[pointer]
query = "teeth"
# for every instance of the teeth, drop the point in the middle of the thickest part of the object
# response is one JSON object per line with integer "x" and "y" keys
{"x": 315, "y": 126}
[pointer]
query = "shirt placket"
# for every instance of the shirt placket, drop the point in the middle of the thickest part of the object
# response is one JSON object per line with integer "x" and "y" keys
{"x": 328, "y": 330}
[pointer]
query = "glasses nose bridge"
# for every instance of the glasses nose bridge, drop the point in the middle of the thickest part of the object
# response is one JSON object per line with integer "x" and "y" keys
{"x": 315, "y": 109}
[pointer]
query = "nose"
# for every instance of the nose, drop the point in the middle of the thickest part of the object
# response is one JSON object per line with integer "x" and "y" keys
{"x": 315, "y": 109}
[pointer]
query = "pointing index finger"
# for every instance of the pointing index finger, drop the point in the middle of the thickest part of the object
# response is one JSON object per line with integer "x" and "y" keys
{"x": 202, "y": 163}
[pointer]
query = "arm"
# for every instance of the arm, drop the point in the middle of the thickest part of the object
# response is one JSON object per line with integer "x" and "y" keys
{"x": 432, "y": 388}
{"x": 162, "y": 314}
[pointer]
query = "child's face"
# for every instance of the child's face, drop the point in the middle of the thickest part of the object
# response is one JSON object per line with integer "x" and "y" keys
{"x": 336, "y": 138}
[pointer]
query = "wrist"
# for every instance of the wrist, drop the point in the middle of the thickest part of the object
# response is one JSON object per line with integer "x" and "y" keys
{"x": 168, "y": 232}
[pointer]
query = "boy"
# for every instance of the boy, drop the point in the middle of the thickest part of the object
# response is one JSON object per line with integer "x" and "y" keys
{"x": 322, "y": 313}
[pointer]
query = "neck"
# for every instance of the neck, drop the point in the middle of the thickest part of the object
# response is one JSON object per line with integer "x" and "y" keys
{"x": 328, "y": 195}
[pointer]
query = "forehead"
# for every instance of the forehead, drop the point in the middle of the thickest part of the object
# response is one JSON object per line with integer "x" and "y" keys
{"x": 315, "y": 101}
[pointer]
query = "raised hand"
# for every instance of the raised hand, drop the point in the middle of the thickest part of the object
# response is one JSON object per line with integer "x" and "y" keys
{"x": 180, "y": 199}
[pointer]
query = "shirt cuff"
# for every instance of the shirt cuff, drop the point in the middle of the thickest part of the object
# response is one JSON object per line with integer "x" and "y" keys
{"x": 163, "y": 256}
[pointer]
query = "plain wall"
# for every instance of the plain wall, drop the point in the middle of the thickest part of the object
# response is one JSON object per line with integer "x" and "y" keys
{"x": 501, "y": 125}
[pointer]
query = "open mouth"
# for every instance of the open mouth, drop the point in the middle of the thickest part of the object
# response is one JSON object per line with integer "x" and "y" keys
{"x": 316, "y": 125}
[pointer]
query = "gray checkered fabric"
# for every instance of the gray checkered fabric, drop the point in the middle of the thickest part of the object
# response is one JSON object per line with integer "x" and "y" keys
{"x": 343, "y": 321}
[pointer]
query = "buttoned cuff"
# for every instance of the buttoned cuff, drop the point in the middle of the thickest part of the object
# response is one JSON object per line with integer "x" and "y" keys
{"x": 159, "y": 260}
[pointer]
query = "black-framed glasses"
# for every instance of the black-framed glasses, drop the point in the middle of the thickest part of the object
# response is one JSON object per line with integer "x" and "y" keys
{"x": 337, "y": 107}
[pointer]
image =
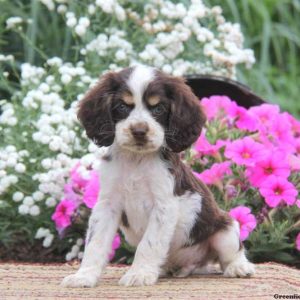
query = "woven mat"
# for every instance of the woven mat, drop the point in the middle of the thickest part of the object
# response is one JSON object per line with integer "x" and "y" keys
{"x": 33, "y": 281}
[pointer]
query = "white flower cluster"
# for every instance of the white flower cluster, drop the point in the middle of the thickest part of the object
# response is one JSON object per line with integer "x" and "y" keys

____________________

What is required »
Count the lines in the rows above that contain the word "white" and reply with that number alone.

Final answer »
2